[Start EXTRACTED DATA]

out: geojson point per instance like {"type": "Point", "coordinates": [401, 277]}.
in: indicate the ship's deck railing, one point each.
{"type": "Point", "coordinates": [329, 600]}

[End EXTRACTED DATA]
[Start EXTRACTED DATA]

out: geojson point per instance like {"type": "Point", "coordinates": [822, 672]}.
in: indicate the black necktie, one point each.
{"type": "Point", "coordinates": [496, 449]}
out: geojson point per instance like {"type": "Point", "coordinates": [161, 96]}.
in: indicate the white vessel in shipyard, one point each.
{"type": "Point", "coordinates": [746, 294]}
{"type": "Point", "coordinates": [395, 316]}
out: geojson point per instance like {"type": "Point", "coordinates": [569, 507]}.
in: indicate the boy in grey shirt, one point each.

[End EXTRACTED DATA]
[Start EXTRACTED DATA]

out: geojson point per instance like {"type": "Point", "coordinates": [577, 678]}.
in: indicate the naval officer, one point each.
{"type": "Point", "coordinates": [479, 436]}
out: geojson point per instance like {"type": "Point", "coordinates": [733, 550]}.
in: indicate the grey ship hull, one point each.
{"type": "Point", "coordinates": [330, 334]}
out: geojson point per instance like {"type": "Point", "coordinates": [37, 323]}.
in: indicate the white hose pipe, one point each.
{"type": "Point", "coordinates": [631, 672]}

[End EXTRACTED DATA]

**AIM:** Count the lines of the listing above that contain the word "instance", treating case as significant. Reply with the number alone.

**FINISHED EXERCISE:** 7